> [TEXT PASSAGE]:
Single by A1

from the album Waiting for Daylight
- Released: 4 August 2010
- Recorded: 2009–2010
- Length: 3:36
- Label: Universal
- Songwriters: Ben Adams, Mark Read, Christian Ingebrigtsen, Martin Sjølie, Micheal Hunter Ochs
- Producer: Micheal Hunter Ochs

A1 singles chronology
| "Don't Wanna Lose You Again" (2010) | "In Love and I Hate It" (2010) | "Waiting for Daylight" (2011) |

= In Love and I Hate It =

"In Love and I Hate It" is a song by British-Norwegian boyband A1, released as the third single from their fourth studio album, Waiting for Daylight.

(Entries from an annotation dataset)
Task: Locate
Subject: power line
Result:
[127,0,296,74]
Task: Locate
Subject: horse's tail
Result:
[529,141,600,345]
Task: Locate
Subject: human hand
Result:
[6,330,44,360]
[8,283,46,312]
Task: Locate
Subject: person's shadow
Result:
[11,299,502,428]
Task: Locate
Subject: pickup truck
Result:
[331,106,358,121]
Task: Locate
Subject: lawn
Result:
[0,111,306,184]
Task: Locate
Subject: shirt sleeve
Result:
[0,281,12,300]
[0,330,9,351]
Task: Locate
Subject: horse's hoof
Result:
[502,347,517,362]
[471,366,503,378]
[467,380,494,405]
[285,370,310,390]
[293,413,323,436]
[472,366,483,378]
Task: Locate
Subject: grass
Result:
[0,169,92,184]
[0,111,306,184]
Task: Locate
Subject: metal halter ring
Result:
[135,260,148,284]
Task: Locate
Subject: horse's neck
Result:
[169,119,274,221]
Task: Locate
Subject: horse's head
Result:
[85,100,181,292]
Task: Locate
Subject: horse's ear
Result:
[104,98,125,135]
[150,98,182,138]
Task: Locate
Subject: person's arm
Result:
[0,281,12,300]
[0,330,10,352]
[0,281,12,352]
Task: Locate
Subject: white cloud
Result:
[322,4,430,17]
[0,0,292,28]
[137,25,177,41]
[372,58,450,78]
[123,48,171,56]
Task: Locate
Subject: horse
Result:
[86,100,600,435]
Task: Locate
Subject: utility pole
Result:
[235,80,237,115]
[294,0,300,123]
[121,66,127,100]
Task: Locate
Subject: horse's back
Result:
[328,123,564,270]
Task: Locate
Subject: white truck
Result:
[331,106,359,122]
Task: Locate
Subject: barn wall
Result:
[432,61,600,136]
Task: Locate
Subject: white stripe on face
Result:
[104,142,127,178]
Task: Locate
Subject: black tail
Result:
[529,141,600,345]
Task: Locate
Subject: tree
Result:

> [JOBS]:
[A] From the A1 song article, reproduce verbatim the span from "A1 singles chronology" up to and including "Waiting for Daylight.".
[B] Resume the A1 song article after its final sentence and carry it onward.
The material has no connection to the A1 song article.

> [ANSWERS FOR THIS EXERCISE]:
[A]
A1 singles chronology
| "Don't Wanna Lose You Again" (2010) | "In Love and I Hate It" (2010) | "Waiting for Daylight" (2011) |

= In Love and I Hate It =

"In Love and I Hate It" is a song by British-Norwegian boyband A1, released as the third single from their fourth studio album, Waiting for Daylight.

[B]
==Background==
After taking a period of time out to record following the release of their Eurovision-penned release Don't Wanna Lose You Again, the band recorded a number of songs for their upcoming fourth studio album, Waiting for Daylight. On a post made on the group's official Facebook page, they claimed the intention of originally releasing "Waiting for Daylight", the album's title track, as the third single, however, at the last minute, opting to release "In Love and I Hate It" instead. The band also claimed the song was recorded with an acoustic arrangement, however, the final version features a more computerised musical beat. After the song surfaced on many filesharing websites, the band made the decision to officially release the song via digital download. The song was made available on the iTunes Store from 4 August 2010. On 10 August 2010, the single peaked at No. 13 on the Norwegian Singles Chart. The band ran a competition through their official website in which 100 lucky recipients would win a physical copy of the single, hand-signed by each member of the group. The physical single was never commercially released. The single features the original acoustic demo of the song, as mentioned in the post, as a B-side.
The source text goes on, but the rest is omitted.